**EXERCISE REQUIREMENTS**. How many lines in the records below contain the word "water"? Case counts; reply with the number only.

**Collection entries**.
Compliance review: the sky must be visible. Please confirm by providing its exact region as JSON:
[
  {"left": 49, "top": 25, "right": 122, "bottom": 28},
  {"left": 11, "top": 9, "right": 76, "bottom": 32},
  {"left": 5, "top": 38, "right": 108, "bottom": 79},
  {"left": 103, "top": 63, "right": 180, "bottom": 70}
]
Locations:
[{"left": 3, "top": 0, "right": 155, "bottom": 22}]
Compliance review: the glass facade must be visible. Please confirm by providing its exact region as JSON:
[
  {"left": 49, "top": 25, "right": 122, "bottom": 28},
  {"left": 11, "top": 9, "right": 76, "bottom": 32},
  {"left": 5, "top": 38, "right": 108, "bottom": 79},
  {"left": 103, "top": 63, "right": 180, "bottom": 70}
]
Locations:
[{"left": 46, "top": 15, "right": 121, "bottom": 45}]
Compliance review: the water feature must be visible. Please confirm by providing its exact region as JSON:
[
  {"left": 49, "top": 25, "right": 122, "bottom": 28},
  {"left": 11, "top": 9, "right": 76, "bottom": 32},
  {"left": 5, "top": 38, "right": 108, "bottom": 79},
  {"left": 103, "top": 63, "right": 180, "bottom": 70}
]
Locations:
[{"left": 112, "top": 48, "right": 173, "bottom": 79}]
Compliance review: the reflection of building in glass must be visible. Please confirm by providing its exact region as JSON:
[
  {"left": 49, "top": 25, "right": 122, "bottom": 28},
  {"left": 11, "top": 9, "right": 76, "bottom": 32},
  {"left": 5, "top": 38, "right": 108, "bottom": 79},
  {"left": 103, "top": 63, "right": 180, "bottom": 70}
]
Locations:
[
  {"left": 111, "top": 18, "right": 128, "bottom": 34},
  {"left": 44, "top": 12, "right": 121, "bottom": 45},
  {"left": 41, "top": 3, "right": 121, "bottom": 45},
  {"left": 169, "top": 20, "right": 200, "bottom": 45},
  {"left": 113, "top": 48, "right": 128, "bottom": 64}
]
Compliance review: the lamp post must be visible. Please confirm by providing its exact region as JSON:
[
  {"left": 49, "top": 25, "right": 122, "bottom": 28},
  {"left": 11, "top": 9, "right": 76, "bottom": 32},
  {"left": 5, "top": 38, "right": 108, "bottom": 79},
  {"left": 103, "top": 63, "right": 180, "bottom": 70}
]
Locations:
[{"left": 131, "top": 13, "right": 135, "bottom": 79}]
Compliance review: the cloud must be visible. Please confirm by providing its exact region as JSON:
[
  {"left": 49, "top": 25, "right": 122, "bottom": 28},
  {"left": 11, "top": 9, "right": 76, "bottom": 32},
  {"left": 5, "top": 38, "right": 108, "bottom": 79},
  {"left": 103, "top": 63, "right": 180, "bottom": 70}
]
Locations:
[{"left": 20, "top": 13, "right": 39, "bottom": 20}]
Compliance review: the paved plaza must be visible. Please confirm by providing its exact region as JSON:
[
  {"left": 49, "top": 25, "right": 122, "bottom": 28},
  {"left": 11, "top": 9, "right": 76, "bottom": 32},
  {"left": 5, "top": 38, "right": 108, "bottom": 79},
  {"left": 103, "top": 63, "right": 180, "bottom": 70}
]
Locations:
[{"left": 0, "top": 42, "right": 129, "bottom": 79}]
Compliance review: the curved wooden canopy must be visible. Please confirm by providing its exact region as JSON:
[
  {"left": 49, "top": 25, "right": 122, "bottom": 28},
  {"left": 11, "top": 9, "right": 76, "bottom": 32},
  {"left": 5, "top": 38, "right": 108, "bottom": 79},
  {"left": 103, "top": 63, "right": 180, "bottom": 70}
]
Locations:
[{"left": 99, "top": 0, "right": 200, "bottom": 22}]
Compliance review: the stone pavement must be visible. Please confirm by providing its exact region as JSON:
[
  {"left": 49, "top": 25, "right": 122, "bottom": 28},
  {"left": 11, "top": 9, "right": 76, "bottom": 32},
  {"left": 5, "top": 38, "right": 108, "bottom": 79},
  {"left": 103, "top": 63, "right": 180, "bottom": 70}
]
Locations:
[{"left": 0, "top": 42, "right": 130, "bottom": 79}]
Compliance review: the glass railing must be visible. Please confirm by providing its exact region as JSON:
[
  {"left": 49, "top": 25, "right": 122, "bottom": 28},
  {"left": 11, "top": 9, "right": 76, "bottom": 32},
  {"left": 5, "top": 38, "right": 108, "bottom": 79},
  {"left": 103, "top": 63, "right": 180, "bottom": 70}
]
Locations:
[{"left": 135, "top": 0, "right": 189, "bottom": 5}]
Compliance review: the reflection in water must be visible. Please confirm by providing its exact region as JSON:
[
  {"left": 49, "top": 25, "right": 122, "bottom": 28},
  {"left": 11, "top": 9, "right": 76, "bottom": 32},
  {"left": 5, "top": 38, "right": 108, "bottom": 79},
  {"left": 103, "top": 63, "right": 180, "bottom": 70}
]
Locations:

**TASK SOLUTION**. 2